Переведите на английский язык это предложение из фрагмента о Пушкине: «По семейному преданию Кочубеев, они происходили от татарина Кучукбея, выехавшего в Малороссию в XVII столетии».

═══ ФРАГМЕНТ ДОКУМЕНТА ═══

Пушкин и вправду был влюбчив. До сих пор пушкинисты спорят, кто являлся «предметом первой любви» юного лицеиста: Бакунина или Кочубей. В пользу последней говорит древнее происхождение её рода. По семейному преданию Кочубеев, они происходили от татарина Кучукбея, выехавшего в Малороссию в XVII столетии. Для гордеца Пушкина это было немаловажно. Да и имя Наташа с юности ему полюбилось. Напомним, что, по лицейским преданиям, Наташа Кочубей стала героиней стихотворения Пушкина «Измены», а в черновиках «Евгения Онегина» Татьяна первоначально звалась Наташей.
Лицейские стены Пушкин покидал вполне сложившимся поэтом, литературная слава которого была признана не только читателями, но и профессиональными поэтами. Напутствовал и благословил Пушкина сам патриарх русской поэзии XVIII века Гаврила Романович Державин, присутствовавший на выпускном экзамене.

═══ ИСХОДНЫЕ СТРОКИ ═══

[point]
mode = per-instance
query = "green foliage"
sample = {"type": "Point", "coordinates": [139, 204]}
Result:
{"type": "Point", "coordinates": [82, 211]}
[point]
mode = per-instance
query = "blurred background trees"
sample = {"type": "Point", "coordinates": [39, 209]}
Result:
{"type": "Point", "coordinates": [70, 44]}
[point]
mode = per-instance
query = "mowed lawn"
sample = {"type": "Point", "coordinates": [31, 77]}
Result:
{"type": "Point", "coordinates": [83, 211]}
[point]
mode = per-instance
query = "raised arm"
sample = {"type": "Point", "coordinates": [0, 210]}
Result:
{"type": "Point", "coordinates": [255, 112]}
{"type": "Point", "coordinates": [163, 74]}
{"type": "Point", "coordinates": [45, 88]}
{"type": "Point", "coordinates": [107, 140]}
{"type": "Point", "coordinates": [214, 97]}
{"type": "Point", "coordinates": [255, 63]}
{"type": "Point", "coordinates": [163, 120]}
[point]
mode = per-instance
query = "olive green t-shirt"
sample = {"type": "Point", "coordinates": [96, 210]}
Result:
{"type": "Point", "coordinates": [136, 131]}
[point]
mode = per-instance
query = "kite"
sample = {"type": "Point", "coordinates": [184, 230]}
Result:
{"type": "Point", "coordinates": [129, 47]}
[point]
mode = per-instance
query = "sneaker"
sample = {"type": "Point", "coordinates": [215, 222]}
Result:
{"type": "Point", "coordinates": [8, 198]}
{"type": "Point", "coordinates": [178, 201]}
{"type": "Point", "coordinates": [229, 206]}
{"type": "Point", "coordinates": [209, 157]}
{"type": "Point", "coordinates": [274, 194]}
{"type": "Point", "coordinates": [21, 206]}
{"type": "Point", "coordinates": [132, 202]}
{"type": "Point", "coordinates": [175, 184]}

═══

ПРАВИЛЬНЫЙ ОТВЕТ: According to the Kochubey family tradition, they were descended from a Tatar named Kuchukbey, who moved to Little Russia in the 17th century.